# Written instruction
Convert the entries below into a two-column CSV with the columns "entry" and "answer", one row per entry. Put each entry's text and its answer in a single quoted field each, with line breaks replaced by spaces, and leave the pictures out.

# Given information
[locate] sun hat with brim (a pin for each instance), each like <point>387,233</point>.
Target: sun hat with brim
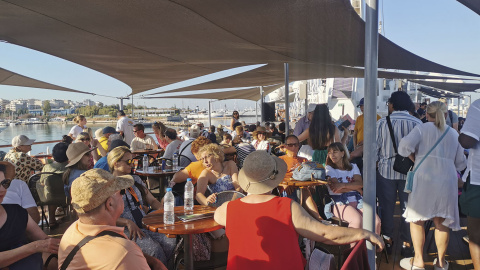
<point>20,140</point>
<point>261,172</point>
<point>99,133</point>
<point>76,151</point>
<point>311,107</point>
<point>8,169</point>
<point>94,187</point>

# Written reply
entry,answer
"[locate] sun hat with brim (a pin for each instance), each like <point>387,233</point>. Target: sun hat with brim","<point>20,140</point> <point>261,172</point> <point>99,133</point> <point>76,151</point> <point>311,107</point> <point>8,169</point> <point>94,187</point>"